» **EXTRACT**
------------------------------------------------------------------------

Loss of glial fibrillary acidic protein marginally accelerates disease progression in a SOD1(H46R) transgenic mouse model of ALS.

Glial fibrillary acidic protein (GFAP) is an intermediate filament protein that is highly expressed in reactive astrocytes. Increased production of GFAP is a hallmark of astrogliosis in neurodegenerative diseases such as amyotrophic lateral sclerosis (ALS). However, the physiological and pathological roles of GFAP, particularly in chronic neurodegenerative conditions, remain unclear. To address this issue, we here investigate whether absence of GFAP affects the phenotypic expression of motor neuron disease (MND) using an H46R mutant Cu/Zn superoxide dismutase-expressing mouse model of ALS (SOD1(H46R)). GFAP deficient SOD1(H46R) mice showed a significant shorter lifespan than SOD1(H46R) littermates. Further, at the end stage of disease, loss of GFAP resulted in increased levels of Vim and Aif1 mRNAs, encoding vimentin and allograft inflammatory factor 1 (AIF1), respectively, in the spinal cord, although no discernible differences in the levels and distribution of these proteins between SOD1(H46R) and GFAP-deficient SOD1(H46R) mice were observed. These results suggest that loss of GFAP in SOD1(H46R) mice marginally accelerates the disease progression by moderately enhancing glial cell activation. Our findings in a mouse model of ALS may have implication that GFAP is not necessary for the initiation of disease, but it rather plays some modulatory roles in the progression of ALS/MND.

------------------------------------------------------------------------

» **DATA FOR ANALYSIS**
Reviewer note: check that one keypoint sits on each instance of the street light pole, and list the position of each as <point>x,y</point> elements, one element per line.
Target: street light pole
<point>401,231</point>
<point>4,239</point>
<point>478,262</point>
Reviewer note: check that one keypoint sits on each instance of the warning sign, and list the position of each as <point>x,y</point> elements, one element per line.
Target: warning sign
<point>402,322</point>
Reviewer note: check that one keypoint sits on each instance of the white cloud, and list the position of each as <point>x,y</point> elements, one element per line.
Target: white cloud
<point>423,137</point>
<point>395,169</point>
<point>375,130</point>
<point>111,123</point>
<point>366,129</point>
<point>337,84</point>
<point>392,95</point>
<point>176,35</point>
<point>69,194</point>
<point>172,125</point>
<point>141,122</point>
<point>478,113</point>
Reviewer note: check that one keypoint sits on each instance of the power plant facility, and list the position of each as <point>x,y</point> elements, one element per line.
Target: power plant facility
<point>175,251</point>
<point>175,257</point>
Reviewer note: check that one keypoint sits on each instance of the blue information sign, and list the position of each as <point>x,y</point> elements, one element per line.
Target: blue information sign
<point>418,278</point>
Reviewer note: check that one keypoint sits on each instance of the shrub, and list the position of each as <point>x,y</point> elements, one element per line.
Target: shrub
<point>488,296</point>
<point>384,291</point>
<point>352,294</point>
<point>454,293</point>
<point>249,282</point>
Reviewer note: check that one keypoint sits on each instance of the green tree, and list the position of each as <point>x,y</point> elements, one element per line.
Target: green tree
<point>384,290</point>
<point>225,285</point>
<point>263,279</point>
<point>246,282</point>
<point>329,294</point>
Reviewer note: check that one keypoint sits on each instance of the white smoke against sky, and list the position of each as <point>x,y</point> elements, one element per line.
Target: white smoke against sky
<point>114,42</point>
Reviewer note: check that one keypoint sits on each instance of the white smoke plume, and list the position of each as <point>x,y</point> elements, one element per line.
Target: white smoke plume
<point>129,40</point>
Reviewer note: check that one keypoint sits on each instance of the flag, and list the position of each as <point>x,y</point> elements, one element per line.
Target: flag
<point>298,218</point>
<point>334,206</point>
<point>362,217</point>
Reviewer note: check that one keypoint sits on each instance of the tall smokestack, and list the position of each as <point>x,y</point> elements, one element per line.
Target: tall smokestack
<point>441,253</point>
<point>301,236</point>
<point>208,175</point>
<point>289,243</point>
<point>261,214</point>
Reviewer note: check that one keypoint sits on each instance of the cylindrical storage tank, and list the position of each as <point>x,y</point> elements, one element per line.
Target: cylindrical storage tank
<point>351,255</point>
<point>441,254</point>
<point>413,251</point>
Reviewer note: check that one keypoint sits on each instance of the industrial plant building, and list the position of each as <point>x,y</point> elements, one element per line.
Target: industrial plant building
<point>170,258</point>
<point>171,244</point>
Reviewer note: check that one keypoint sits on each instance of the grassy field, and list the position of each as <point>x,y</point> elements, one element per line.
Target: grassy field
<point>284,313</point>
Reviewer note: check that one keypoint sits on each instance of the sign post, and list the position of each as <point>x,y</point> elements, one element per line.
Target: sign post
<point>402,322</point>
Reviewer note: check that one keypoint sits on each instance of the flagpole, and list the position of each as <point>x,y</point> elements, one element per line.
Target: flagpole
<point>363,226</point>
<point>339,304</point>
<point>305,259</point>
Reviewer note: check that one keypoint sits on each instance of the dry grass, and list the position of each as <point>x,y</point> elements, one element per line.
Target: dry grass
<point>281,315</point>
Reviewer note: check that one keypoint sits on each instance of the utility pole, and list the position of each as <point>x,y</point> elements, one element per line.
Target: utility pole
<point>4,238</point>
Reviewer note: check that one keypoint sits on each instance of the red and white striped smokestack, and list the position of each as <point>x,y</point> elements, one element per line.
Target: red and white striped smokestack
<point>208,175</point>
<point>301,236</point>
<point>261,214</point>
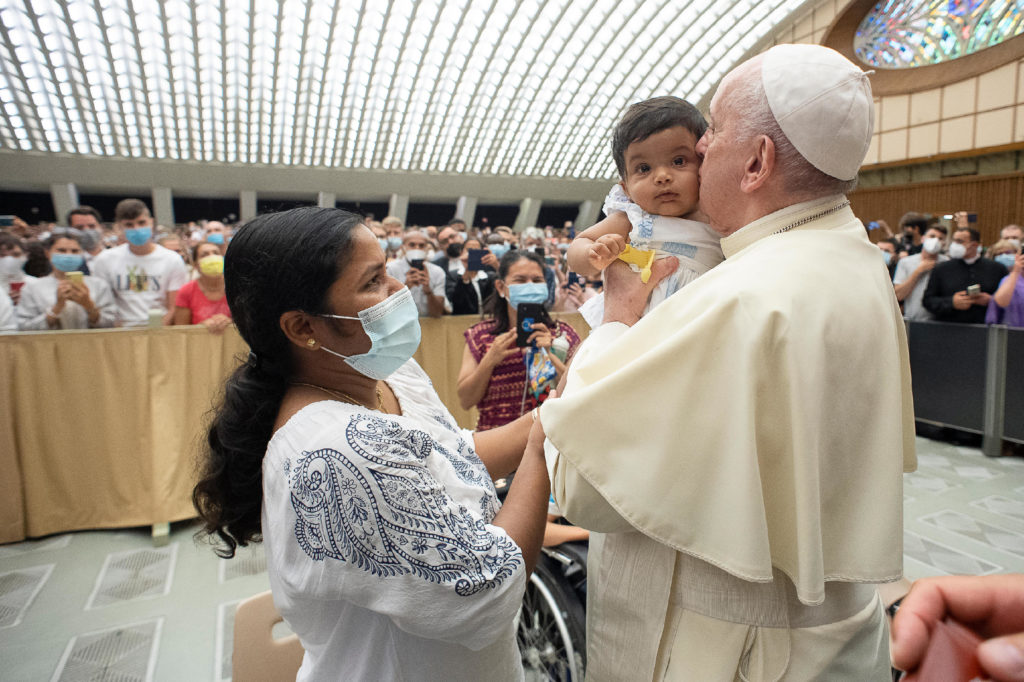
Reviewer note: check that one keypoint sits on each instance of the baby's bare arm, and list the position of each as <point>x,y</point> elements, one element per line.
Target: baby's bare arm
<point>581,254</point>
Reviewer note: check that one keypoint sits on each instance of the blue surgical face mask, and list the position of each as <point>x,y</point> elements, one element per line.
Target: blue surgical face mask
<point>531,292</point>
<point>393,328</point>
<point>68,262</point>
<point>138,236</point>
<point>1006,259</point>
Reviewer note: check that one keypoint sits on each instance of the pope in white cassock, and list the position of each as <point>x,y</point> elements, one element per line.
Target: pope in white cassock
<point>739,451</point>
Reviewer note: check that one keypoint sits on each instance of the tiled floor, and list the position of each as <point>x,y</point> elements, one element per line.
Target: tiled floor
<point>110,605</point>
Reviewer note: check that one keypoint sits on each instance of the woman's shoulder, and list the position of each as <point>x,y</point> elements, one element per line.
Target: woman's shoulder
<point>343,431</point>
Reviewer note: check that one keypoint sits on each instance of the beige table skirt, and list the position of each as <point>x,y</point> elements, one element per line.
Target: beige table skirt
<point>101,428</point>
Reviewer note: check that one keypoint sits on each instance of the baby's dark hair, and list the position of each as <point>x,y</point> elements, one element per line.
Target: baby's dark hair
<point>652,116</point>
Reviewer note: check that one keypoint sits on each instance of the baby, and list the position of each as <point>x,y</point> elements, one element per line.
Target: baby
<point>654,205</point>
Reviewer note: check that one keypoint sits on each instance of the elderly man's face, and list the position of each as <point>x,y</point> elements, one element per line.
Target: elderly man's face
<point>722,166</point>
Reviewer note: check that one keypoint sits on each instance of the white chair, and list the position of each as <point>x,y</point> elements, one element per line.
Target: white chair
<point>257,655</point>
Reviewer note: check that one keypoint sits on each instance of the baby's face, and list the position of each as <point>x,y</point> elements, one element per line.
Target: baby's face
<point>662,173</point>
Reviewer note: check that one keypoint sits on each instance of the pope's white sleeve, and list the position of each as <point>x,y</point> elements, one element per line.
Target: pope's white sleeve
<point>578,500</point>
<point>369,523</point>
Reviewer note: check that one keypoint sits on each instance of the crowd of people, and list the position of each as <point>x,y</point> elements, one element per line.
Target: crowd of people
<point>941,271</point>
<point>741,515</point>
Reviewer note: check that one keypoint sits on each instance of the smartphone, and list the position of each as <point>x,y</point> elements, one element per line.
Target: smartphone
<point>528,314</point>
<point>474,259</point>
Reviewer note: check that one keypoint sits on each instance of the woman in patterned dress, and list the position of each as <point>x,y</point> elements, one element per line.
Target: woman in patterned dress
<point>493,376</point>
<point>387,550</point>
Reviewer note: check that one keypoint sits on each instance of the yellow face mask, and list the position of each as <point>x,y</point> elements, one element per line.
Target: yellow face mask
<point>212,264</point>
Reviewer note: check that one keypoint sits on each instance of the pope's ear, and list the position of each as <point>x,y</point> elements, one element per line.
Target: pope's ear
<point>760,165</point>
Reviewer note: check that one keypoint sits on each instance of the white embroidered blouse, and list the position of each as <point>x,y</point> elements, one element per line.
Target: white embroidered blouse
<point>380,551</point>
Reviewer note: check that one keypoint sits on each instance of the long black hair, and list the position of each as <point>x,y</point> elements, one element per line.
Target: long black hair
<point>275,263</point>
<point>496,306</point>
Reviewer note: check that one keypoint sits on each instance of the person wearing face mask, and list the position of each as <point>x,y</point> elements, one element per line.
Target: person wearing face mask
<point>57,301</point>
<point>143,275</point>
<point>946,295</point>
<point>466,289</point>
<point>912,273</point>
<point>493,376</point>
<point>1007,306</point>
<point>202,301</point>
<point>12,260</point>
<point>425,281</point>
<point>387,550</point>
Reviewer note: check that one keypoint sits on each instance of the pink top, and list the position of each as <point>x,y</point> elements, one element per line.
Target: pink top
<point>192,297</point>
<point>503,401</point>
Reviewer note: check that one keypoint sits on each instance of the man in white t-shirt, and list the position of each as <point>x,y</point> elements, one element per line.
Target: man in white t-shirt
<point>912,273</point>
<point>143,275</point>
<point>425,281</point>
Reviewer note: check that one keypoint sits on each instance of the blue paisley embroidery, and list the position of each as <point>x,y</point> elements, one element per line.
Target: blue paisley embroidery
<point>392,518</point>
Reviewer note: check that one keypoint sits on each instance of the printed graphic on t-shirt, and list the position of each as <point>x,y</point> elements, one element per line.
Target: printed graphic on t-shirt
<point>136,280</point>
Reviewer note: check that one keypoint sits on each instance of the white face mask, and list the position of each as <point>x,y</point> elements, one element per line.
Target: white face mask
<point>11,265</point>
<point>956,250</point>
<point>932,245</point>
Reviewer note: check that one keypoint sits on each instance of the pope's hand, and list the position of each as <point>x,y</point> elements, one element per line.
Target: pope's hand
<point>625,293</point>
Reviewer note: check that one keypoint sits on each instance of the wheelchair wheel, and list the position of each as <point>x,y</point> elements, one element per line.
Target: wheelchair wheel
<point>552,627</point>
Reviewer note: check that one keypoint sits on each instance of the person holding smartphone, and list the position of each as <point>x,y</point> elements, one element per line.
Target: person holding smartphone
<point>424,280</point>
<point>469,285</point>
<point>493,376</point>
<point>66,298</point>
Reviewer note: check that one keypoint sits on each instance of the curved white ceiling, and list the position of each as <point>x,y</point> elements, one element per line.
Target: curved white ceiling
<point>511,88</point>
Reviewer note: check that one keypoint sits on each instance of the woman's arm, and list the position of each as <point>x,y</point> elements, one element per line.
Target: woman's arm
<point>525,510</point>
<point>501,449</point>
<point>474,378</point>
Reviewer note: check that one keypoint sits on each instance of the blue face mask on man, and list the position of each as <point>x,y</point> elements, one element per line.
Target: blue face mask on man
<point>138,236</point>
<point>530,292</point>
<point>393,328</point>
<point>68,262</point>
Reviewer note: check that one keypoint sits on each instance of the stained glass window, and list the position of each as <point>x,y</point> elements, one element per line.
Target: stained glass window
<point>903,35</point>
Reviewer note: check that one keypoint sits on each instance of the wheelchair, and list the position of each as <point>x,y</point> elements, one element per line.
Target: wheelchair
<point>552,626</point>
<point>552,630</point>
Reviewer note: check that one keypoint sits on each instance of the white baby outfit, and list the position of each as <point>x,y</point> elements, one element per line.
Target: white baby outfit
<point>694,244</point>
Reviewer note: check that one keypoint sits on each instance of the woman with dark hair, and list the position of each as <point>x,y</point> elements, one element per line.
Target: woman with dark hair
<point>493,376</point>
<point>387,551</point>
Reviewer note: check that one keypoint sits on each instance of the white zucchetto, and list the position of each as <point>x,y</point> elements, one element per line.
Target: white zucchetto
<point>822,102</point>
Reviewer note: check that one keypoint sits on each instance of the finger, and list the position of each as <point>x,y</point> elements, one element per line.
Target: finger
<point>991,605</point>
<point>1003,657</point>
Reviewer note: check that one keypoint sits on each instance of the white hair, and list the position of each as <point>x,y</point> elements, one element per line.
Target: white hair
<point>754,117</point>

------------------------------------------------------------------------

» **TASK DETAILS**
In two sentences, summarize the abstract above on GFAP loss in an ALS mouse model.

» **EXPECTED ANSWER**
Researchers tested whether the absence of glial fibrillary acidic protein (GFAP), a hallmark of astrogliosis, affects motor neuron disease in SOD1(H46R) mice, a model of ALS. GFAP-deficient SOD1(H46R) mice lived significantly shorter lives and had higher spinal cord levels of Vim and Aif1 mRNAs at end-stage disease, which suggests that losing GFAP marginally speeds disease progression by moderately enhancing glial activation, and that GFAP is not needed to start the disease but may modulate how it progresses.